### [RECORDS SUPPLIED]
◆ ◆ ◆ ◆
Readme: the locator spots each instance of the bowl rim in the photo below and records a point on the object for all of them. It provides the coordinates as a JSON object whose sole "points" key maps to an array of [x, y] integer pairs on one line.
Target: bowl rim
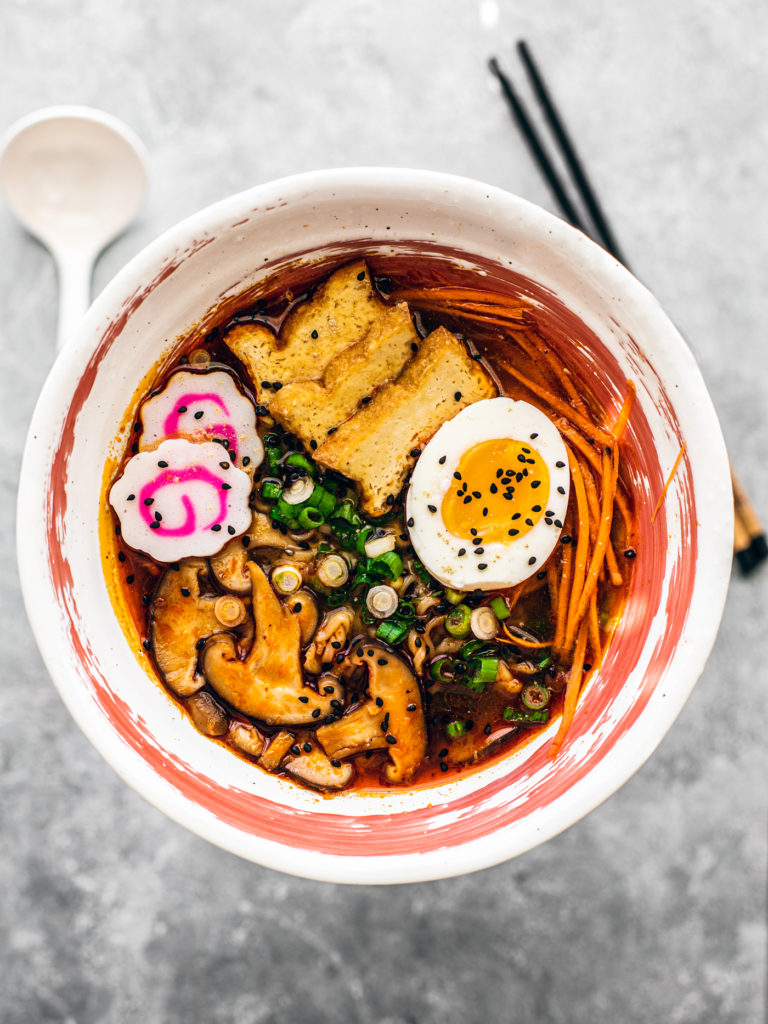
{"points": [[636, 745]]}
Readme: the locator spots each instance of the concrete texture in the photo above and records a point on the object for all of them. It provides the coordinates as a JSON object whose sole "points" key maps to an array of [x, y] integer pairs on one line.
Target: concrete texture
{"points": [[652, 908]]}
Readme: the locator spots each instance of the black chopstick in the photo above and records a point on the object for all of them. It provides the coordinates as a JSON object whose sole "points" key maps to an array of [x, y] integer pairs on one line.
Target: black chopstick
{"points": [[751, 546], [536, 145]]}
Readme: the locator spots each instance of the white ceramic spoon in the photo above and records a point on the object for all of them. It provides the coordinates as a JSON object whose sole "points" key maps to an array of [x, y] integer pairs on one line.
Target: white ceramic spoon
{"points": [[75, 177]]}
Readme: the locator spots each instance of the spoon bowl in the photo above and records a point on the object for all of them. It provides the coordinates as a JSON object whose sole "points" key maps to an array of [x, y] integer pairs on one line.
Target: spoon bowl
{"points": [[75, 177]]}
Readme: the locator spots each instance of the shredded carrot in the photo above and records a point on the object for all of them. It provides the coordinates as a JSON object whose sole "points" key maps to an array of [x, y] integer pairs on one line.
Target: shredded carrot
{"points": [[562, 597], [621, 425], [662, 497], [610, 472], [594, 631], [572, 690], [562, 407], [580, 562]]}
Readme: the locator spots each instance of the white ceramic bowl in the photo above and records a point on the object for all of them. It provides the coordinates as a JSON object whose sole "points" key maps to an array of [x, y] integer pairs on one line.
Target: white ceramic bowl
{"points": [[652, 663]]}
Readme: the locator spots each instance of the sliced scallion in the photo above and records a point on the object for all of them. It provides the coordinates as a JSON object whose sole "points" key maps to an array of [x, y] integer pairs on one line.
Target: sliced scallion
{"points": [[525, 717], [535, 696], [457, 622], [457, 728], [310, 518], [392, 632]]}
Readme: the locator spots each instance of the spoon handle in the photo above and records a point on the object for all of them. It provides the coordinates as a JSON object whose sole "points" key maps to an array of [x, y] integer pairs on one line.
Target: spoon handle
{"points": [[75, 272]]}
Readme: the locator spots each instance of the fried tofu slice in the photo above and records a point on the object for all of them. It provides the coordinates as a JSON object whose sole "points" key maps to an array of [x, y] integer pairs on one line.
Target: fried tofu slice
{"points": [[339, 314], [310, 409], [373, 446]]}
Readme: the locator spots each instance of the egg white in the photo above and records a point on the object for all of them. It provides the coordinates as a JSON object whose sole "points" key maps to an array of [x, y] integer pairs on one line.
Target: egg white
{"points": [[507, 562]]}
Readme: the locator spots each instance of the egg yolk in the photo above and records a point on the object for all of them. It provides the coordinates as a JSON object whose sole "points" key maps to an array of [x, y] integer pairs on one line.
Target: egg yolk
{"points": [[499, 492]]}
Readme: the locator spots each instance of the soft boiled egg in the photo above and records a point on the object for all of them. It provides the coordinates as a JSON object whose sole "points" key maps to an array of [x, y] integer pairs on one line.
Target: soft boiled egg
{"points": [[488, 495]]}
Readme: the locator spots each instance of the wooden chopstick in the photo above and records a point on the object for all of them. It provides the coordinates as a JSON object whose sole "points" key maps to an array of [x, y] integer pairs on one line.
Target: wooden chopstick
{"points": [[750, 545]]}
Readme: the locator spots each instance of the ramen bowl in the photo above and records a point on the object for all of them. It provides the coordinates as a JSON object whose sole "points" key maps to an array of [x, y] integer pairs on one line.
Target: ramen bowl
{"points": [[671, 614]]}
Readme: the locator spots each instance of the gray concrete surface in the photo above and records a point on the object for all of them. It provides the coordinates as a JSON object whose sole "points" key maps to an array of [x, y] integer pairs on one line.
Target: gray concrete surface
◆ ◆ ◆ ◆
### [TASK DIRECTIONS]
Except for the pictures, give all the material above again verbatim.

### [PROBLEM SOLUTION]
Readme: the locator spots each instance of the bowl rim in the photo below and records a point on the object for all of them. It provides the coordinates as a JSON object whose sole "points" key maps to an array of [x, y] integer pairs on one line.
Target: bowl rim
{"points": [[636, 745]]}
Readme: the locator spots each instance of the concrete texture in the photo above and records a point on the object for all of them. It provides the coordinates as a JSON object whose sole "points" key maps to an array of [x, y] integer pairs on one line.
Target: concrete texture
{"points": [[652, 908]]}
Readme: the locator spots each instance of the black chopstick in the photo above and records a point on the object for all of them. It provides the coordinates as a JSON object whose sole "points" key maps to an array of [x, y] integer pairs on one line.
Target: black chopstick
{"points": [[751, 546], [536, 145]]}
Readme: the locator spots each instance of the white ceramic spoon in the photo above and records a point on the object for all of them. It provides the coordinates as a JSON object whose sole "points" key maps to an array of [x, y] integer pairs on one line.
Target: white ceramic spoon
{"points": [[75, 177]]}
Readme: the locator spots each instance of the spoon bowl in the photo above and records a point on the object for all of them. It provides the coordinates as a JSON object whose sole "points" key maps to an array of [x, y] integer pairs on one line.
Target: spoon bowl
{"points": [[75, 177]]}
Readme: the locator spots each instance of the shredded carrot in the photo above and records a point on the object for all of them. It provides the coordinates as a JSON object whose sole "points" key maps to an array of [x, y] integer pairs on one line.
Target: shredded carrot
{"points": [[562, 597], [621, 425], [662, 497], [610, 472], [594, 631], [572, 690], [562, 407], [580, 562]]}
Readme: the locator spots each instance of the white ceramic bowl in the photo above and records a point on the object for all of them. It provides the coordinates as a JSON object whose sole "points" key maps to an array of [x, y] integer pairs on one line.
Target: white ceramic bowl
{"points": [[652, 663]]}
Readme: the locator spots each instance of the sliced scallion in the photo above and records a point on the object for all of them. It provides the coordinates as a JSON object whose sole "points" key maps to an array of [x, y] integer pairs on one line.
Target: sliced scallion
{"points": [[525, 717], [535, 696], [457, 622], [457, 728], [310, 518], [392, 632]]}
Readme: the locator spots each instance of the spoon handle in the photo above and records a point on the object for all of them. It provides the coordinates as a JSON object whose sole "points" key maps to an array of [x, y] integer pairs on one line.
Target: spoon handle
{"points": [[75, 272]]}
Readme: the locator spots each instance of the fried tofu slice in the photo above and records a point on the object for all of them. It provides the coordinates as a JSON object whose sole "points" key maps to an array of [x, y] integer pairs on one line.
Target: fried tofu slice
{"points": [[339, 314], [310, 409], [373, 446]]}
Readme: the locator spots each instance of the egg white in the photo above and records a point on the object for all of them. It provides the coordinates as a JSON object whose sole "points" key maps to an array of [x, y] integer pairs on one line.
Target: egg white
{"points": [[507, 562]]}
Readme: the locator spots each instance of the egg yolk in the photo above and records a point on the object for all of them. It provides the coordinates as a JSON object whose sole "points" key maps to an array of [x, y] integer pairs on one line.
Target: egg yolk
{"points": [[499, 492]]}
Readme: the locator spots each instance of the soft boiled egg in the photo above and records a point on the object for all of them. It provides the coordinates as a JSON object whose sole "points" key maps to an array of [x, y] integer pairs on one line.
Target: soft boiled egg
{"points": [[488, 495]]}
Readme: the locator spots each instance of the wooden chopstick in the photo above and records a point on the object for all of them. It provides the coordinates as a JSON object whose sole "points" key maps to an array of [x, y] integer pairs on one line.
Target: wooden chopstick
{"points": [[750, 545]]}
Readme: the locator spots each instance of the ramen bowl in the photo above and records a point on the object for all of them. It provides the coordinates as a JSON object whose sole "points" key maps to an array of [x, y] integer pairs on one line.
Target: ramen bowl
{"points": [[671, 614]]}
Readme: the locator spots each instance of the gray concrete surface in the photo above and records a point on the object for all of them. It provides the coordinates as a JSON object whose sole "points" key maps to an array of [x, y] integer pairs on one line.
Target: gray concrete surface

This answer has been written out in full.